- Try it -
Retype every record exactly. Skip the images.

---------- The data

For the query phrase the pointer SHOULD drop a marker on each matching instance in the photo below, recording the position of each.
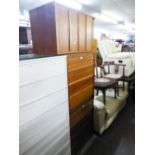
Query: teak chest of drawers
(80, 90)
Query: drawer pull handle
(83, 106)
(81, 58)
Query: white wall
(43, 107)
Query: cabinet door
(73, 21)
(82, 32)
(89, 34)
(62, 29)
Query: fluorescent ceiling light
(104, 18)
(127, 27)
(86, 2)
(112, 15)
(70, 3)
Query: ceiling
(122, 10)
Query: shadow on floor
(119, 138)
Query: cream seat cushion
(98, 104)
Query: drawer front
(80, 97)
(80, 74)
(80, 60)
(80, 113)
(80, 85)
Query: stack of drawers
(80, 87)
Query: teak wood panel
(78, 74)
(62, 28)
(80, 113)
(43, 29)
(78, 86)
(73, 25)
(82, 32)
(81, 97)
(89, 34)
(79, 60)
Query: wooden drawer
(79, 60)
(80, 74)
(80, 113)
(80, 97)
(80, 85)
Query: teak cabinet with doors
(57, 29)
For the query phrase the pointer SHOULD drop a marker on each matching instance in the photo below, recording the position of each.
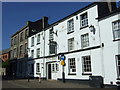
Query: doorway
(49, 71)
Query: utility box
(96, 81)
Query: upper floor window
(51, 34)
(11, 42)
(84, 40)
(15, 52)
(118, 65)
(38, 52)
(83, 20)
(72, 65)
(86, 64)
(25, 48)
(21, 50)
(26, 33)
(32, 53)
(38, 39)
(37, 67)
(15, 41)
(116, 29)
(32, 41)
(21, 36)
(53, 47)
(70, 25)
(70, 44)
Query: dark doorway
(49, 71)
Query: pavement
(34, 83)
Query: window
(11, 42)
(38, 52)
(70, 25)
(118, 65)
(116, 29)
(21, 36)
(51, 34)
(31, 68)
(15, 41)
(37, 67)
(71, 65)
(53, 47)
(11, 54)
(32, 41)
(15, 52)
(70, 44)
(21, 48)
(86, 64)
(84, 40)
(32, 53)
(26, 33)
(55, 67)
(25, 48)
(84, 20)
(38, 39)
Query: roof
(110, 14)
(73, 14)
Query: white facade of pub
(84, 50)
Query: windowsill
(86, 73)
(70, 32)
(83, 27)
(71, 73)
(116, 40)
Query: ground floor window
(71, 65)
(118, 65)
(86, 65)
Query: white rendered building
(83, 48)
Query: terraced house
(88, 38)
(19, 47)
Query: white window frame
(38, 53)
(32, 53)
(72, 65)
(84, 40)
(38, 39)
(84, 21)
(70, 25)
(117, 65)
(70, 44)
(32, 41)
(55, 67)
(37, 67)
(85, 65)
(116, 29)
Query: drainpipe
(101, 51)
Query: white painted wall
(110, 49)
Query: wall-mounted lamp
(92, 29)
(54, 33)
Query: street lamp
(92, 29)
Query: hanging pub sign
(61, 57)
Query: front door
(49, 71)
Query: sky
(16, 14)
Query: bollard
(39, 78)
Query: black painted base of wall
(79, 81)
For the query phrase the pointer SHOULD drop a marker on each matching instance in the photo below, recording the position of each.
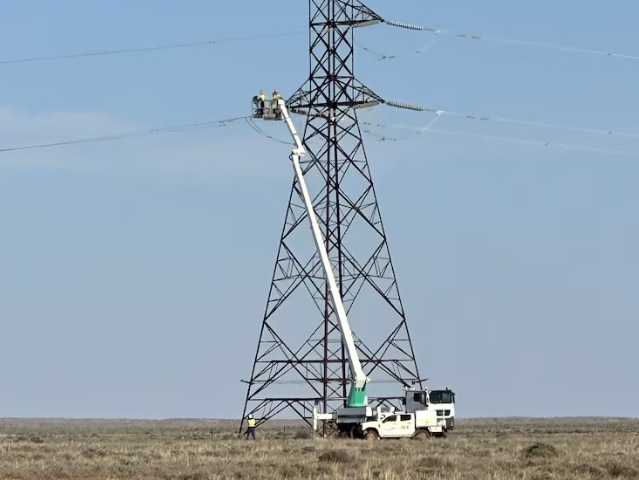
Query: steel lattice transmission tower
(300, 360)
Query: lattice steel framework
(300, 361)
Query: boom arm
(357, 395)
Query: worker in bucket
(250, 431)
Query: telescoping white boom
(276, 110)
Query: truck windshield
(442, 396)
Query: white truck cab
(420, 424)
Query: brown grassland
(570, 448)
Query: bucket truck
(426, 412)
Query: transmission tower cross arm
(357, 396)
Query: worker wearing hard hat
(250, 431)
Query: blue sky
(133, 273)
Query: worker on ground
(250, 431)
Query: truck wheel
(372, 435)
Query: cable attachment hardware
(407, 106)
(408, 26)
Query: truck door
(406, 425)
(390, 426)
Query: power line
(512, 41)
(428, 129)
(532, 123)
(121, 136)
(145, 49)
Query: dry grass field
(210, 450)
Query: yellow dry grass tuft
(500, 449)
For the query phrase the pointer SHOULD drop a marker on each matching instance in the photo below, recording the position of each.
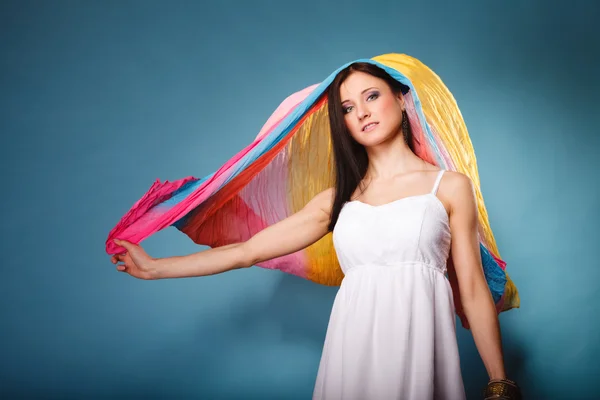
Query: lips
(370, 126)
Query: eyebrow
(367, 89)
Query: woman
(397, 220)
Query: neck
(393, 158)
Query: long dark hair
(350, 157)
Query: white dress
(392, 333)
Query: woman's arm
(475, 295)
(287, 236)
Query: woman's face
(372, 112)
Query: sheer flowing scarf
(291, 160)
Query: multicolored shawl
(291, 160)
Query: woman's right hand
(136, 262)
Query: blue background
(100, 98)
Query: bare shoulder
(323, 200)
(457, 190)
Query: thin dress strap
(437, 182)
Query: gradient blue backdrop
(100, 98)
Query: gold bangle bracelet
(502, 389)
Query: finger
(123, 243)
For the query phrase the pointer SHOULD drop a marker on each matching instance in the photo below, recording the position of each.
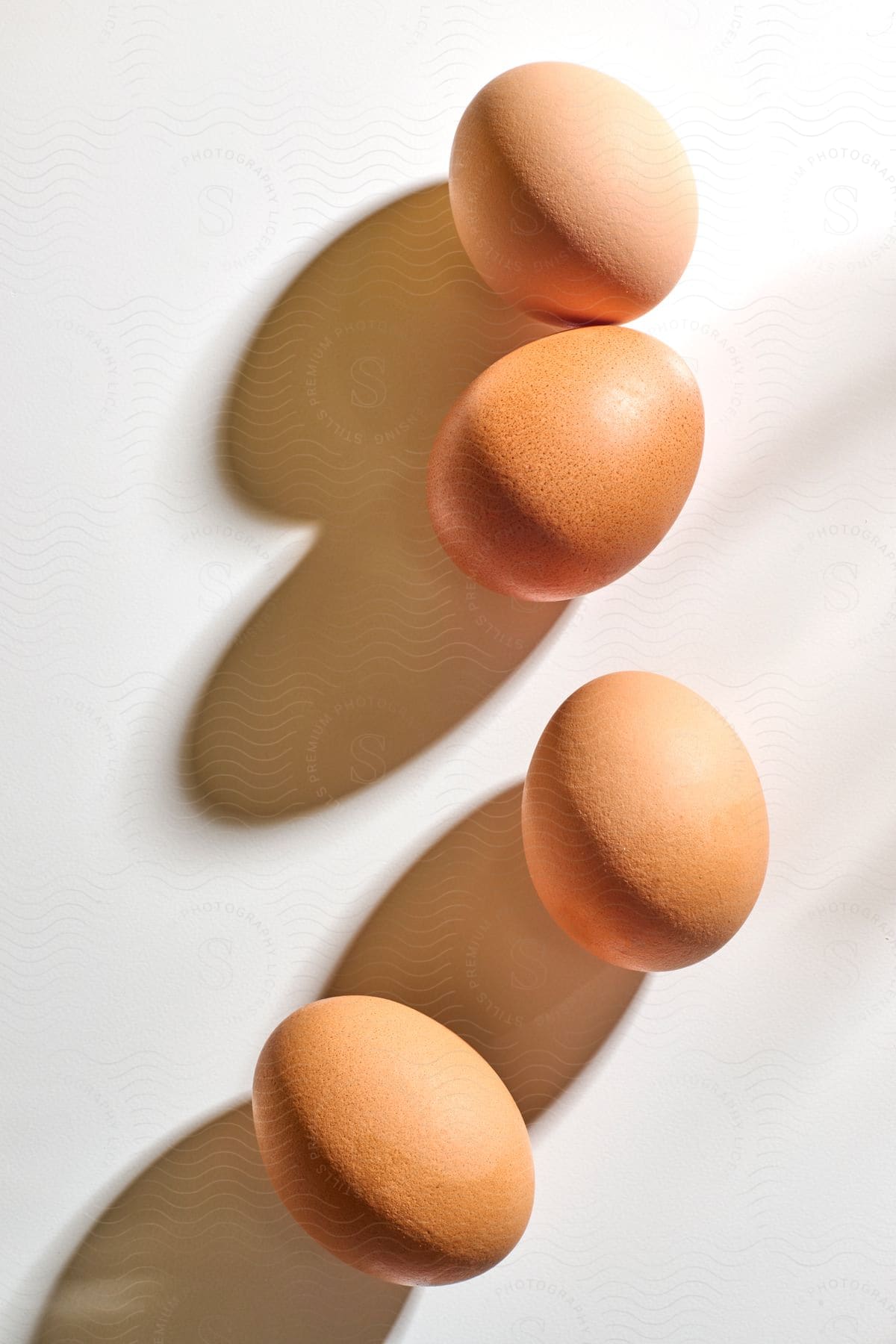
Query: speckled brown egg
(573, 196)
(644, 823)
(393, 1142)
(564, 463)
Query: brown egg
(564, 463)
(644, 823)
(571, 194)
(393, 1142)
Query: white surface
(724, 1167)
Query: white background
(723, 1169)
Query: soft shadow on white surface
(375, 645)
(199, 1250)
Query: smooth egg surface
(571, 194)
(566, 461)
(644, 823)
(393, 1142)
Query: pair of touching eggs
(644, 824)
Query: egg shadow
(464, 939)
(375, 645)
(199, 1250)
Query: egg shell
(571, 194)
(644, 823)
(393, 1142)
(566, 461)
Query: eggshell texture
(644, 823)
(573, 196)
(393, 1142)
(564, 463)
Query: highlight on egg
(571, 194)
(644, 823)
(393, 1142)
(566, 461)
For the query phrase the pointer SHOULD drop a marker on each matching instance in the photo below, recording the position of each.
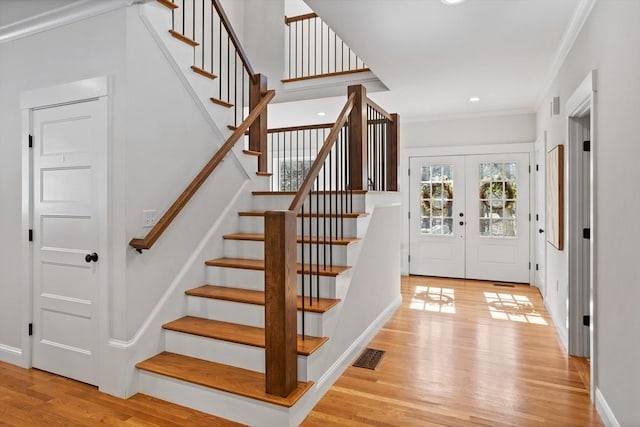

--------------------

- Exercise solution -
For the query phrase the pointer SHOULD drop a marker on each matching instance in the photo below, recording the position of each.
Query: teak chest of drawers
(80, 90)
Query: drawer pull handle
(83, 106)
(81, 58)
Query: white wall
(43, 107)
Query: cabinet door
(73, 21)
(82, 32)
(89, 34)
(62, 29)
Query: fluorescent ceiling light
(104, 18)
(127, 27)
(86, 2)
(112, 15)
(70, 3)
Query: ceiling
(122, 10)
Query: shadow on floor
(119, 138)
Query: cream seat cushion
(98, 104)
Query: drawer front
(80, 97)
(80, 74)
(80, 60)
(80, 113)
(80, 85)
Query: stack of drawers
(80, 87)
Query: teak wood panel
(78, 74)
(62, 28)
(80, 113)
(43, 29)
(78, 86)
(73, 25)
(82, 32)
(81, 97)
(89, 34)
(79, 60)
Query: wooden drawer
(79, 60)
(80, 74)
(80, 113)
(80, 97)
(80, 85)
Query: teak cabinet with doors
(57, 29)
For the query phrase the pointer SHOULD drop a marker on each matching instance in the photo below, recording the position of each.
Query: doorway
(49, 71)
Query: utility box
(96, 81)
Query: upper floor window
(51, 34)
(11, 42)
(84, 40)
(15, 52)
(118, 65)
(38, 52)
(83, 20)
(72, 65)
(86, 64)
(25, 48)
(21, 50)
(26, 33)
(32, 53)
(38, 39)
(37, 67)
(15, 41)
(116, 29)
(32, 41)
(21, 36)
(53, 47)
(70, 25)
(70, 44)
Query: dark doorway
(49, 71)
Query: pavement
(34, 83)
Query: window
(11, 42)
(38, 52)
(70, 25)
(118, 65)
(116, 29)
(21, 36)
(51, 34)
(31, 68)
(15, 41)
(37, 67)
(71, 65)
(53, 47)
(11, 54)
(32, 41)
(15, 52)
(70, 44)
(21, 48)
(86, 64)
(84, 40)
(32, 53)
(26, 33)
(55, 67)
(25, 48)
(84, 20)
(38, 39)
Query: roof
(110, 14)
(73, 14)
Query: white facade of pub
(84, 50)
Query: windowsill
(86, 73)
(70, 32)
(83, 27)
(71, 73)
(116, 40)
Query: ground floor window
(71, 65)
(118, 65)
(86, 65)
Query: white rendered building
(83, 48)
Query: terraced house
(88, 38)
(19, 47)
Query: white window frame
(38, 53)
(32, 53)
(72, 65)
(84, 40)
(38, 39)
(84, 21)
(70, 25)
(117, 65)
(70, 44)
(32, 41)
(55, 67)
(37, 67)
(85, 65)
(116, 29)
Query: drainpipe
(101, 51)
Query: white painted wall
(110, 49)
Query: wall-mounted lamp
(92, 29)
(54, 33)
Query: street lamp
(92, 29)
Query: hanging pub sign
(61, 57)
Query: front door
(49, 71)
Query: sky
(16, 14)
Query: bollard
(39, 78)
Query: black painted base of wall
(79, 81)
For the query phrase the pointer SHOULD drop a marker on each matching instance in the photo below, recording the position of each.
Query: steel lattice transmission tower
(300, 360)
Query: lattice steel framework
(300, 361)
Query: boom arm
(357, 395)
Query: worker in bucket
(250, 431)
Query: telescoping white boom
(276, 110)
Query: truck windshield
(442, 396)
Query: white truck cab
(420, 424)
Query: brown grassland
(570, 448)
Query: bucket truck
(426, 412)
Query: transmission tower cross arm
(357, 396)
Query: worker wearing hard hat
(250, 431)
Query: blue sky
(133, 273)
Query: worker on ground
(250, 431)
Query: truck wheel
(372, 435)
Query: cable attachment hardware
(407, 106)
(408, 26)
Query: truck door
(406, 425)
(390, 426)
Query: power line
(512, 41)
(428, 129)
(532, 123)
(121, 136)
(145, 49)
Query: dry grass field
(210, 450)
Query: yellow dry grass tuft
(500, 449)
For the query phrase the pointer SHOULD drop a marker on each matching instance in the photo below, recording the position of each.
Query: lips
(370, 126)
Query: eyebrow
(367, 89)
Query: woman
(397, 220)
Query: neck
(393, 158)
Query: long dark hair
(350, 157)
Query: white dress
(392, 333)
Query: woman's arm
(475, 295)
(287, 236)
Query: woman's face
(372, 112)
Query: sheer flowing scarf
(291, 160)
Query: multicolored shawl
(291, 160)
Query: woman's right hand
(136, 262)
Query: blue background
(100, 98)
Query: bare shoulder
(323, 200)
(457, 190)
Query: thin dress strap
(437, 182)
Query: gradient blue backdrop
(100, 98)
Query: gold bangle bracelet
(502, 389)
Query: finger
(123, 243)
For the query phrase the pointer SHOULD drop a marker on each matching instance in the photo below, recording the position of each.
Query: speckled brown egg
(573, 196)
(644, 823)
(393, 1142)
(564, 463)
Query: brown egg
(564, 463)
(644, 823)
(571, 194)
(393, 1142)
Query: white surface
(724, 1167)
Query: white background
(723, 1169)
Query: soft shadow on white surface
(375, 645)
(199, 1250)
Query: smooth egg surface
(571, 194)
(566, 461)
(644, 823)
(393, 1142)
Query: pair of touching eggs
(644, 824)
Query: egg shadow
(464, 939)
(375, 645)
(199, 1250)
Query: egg shell
(571, 194)
(644, 823)
(393, 1142)
(566, 461)
Query: eggshell texture
(644, 823)
(573, 196)
(393, 1142)
(564, 463)
Query: highlight on egg
(571, 194)
(644, 823)
(393, 1142)
(566, 461)
For the query phrase the pointer SHOULD drop a marker on each matching instance in the photo below, recording the position of each.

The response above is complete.